→ **Task instructions**: Every line below that has "orange" in it should be copied.

→ **Listed entries**:
* * *
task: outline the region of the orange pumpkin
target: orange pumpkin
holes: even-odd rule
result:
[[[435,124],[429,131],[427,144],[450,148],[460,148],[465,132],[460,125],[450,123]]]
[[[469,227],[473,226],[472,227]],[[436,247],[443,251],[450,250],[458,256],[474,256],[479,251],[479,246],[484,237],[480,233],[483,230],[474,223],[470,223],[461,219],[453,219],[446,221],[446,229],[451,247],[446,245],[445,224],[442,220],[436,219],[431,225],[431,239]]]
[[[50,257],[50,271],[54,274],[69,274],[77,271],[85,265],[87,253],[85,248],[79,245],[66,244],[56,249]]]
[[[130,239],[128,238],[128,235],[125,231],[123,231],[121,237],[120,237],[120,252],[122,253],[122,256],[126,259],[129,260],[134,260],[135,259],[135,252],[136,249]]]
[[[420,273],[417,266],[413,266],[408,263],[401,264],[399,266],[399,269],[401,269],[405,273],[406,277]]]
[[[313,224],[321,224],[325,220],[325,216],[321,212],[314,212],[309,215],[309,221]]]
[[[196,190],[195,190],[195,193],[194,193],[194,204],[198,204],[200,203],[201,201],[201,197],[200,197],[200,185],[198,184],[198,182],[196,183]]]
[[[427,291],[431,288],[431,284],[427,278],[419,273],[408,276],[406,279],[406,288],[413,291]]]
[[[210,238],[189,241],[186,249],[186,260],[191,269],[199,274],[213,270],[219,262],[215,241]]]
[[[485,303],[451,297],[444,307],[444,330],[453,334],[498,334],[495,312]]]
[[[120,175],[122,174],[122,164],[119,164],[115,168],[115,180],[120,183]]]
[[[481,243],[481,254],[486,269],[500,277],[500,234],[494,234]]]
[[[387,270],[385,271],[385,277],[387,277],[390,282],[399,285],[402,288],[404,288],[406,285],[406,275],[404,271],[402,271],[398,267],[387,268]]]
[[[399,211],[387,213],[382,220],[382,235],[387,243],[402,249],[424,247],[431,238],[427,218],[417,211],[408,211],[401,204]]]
* * *
→ **Result for this task**:
task: outline the region of the orange pumpkin
target: orange pumpkin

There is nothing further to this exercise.